--- START ---
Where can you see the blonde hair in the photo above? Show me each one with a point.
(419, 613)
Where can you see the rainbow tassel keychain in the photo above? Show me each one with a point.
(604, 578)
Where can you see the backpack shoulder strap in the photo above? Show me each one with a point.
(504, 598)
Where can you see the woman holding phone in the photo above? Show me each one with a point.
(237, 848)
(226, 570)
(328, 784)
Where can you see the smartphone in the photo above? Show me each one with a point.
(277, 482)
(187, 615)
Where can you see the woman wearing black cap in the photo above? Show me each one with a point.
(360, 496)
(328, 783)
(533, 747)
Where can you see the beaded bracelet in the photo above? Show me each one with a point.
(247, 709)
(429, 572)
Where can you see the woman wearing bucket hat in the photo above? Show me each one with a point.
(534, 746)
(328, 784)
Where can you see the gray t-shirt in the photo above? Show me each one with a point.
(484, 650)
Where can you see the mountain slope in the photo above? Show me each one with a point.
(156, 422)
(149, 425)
--- END ---
**EXERCISE**
Print, without any change, the line containing "Where can you see the woman wearing bucket" and each line after it to the end of the material.

**ANSWER SECTION**
Where can you see the woman wearing bucket hat in the photo above? Show me each one with a point.
(534, 746)
(328, 784)
Where can you see the gray t-shirt in the photo above? Show me each one with a point.
(484, 650)
Where can you see the mountain slope in the photo above? Show me each one with a point.
(156, 422)
(149, 425)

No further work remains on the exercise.